- [What you should do]
Retype the data below word for word, starting at its first line and ending at the line that contains "Segment each instance", with both of those lines included.

- [Raw data]
# # # #

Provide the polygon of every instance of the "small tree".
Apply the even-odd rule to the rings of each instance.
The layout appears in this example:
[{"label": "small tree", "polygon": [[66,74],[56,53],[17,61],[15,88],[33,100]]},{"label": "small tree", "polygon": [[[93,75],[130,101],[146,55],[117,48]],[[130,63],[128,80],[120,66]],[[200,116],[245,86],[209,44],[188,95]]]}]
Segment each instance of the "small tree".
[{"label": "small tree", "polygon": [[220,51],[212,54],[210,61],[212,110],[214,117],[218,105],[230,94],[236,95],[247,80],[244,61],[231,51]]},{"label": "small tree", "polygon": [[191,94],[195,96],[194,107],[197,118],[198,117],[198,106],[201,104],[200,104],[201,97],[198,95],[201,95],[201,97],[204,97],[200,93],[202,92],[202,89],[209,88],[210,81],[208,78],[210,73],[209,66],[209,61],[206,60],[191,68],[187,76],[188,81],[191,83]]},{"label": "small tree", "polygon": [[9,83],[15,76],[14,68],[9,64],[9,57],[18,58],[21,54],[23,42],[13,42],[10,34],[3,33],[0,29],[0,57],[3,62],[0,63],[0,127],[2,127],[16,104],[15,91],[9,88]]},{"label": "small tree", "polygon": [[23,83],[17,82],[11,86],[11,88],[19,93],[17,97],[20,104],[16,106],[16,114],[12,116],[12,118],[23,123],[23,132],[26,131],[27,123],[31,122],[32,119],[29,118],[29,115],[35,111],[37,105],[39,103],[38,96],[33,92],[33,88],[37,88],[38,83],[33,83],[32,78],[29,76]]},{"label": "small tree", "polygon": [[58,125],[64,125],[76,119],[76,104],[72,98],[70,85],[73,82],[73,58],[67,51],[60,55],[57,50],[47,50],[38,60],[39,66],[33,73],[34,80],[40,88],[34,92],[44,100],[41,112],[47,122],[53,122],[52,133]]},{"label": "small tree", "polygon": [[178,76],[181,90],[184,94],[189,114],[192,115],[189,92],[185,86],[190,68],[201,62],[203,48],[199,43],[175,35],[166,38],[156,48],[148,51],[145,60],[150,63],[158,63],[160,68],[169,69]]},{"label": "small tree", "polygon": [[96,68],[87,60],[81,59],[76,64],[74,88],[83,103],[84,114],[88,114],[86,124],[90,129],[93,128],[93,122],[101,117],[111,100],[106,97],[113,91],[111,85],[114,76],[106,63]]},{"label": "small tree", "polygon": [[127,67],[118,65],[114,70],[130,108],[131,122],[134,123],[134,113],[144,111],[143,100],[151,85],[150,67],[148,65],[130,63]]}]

# # # #

- [The completed task]
Provide the polygon of every instance of the "small tree".
Apply the even-odd rule to the rings of each instance.
The layout appears in this example:
[{"label": "small tree", "polygon": [[66,74],[56,53],[17,61],[15,88],[33,100]]},{"label": "small tree", "polygon": [[[93,75],[130,101],[146,55],[117,48]],[[130,63],[128,80],[120,66]],[[200,116],[245,86],[209,44],[188,95]]]}]
Segment each instance of the "small tree".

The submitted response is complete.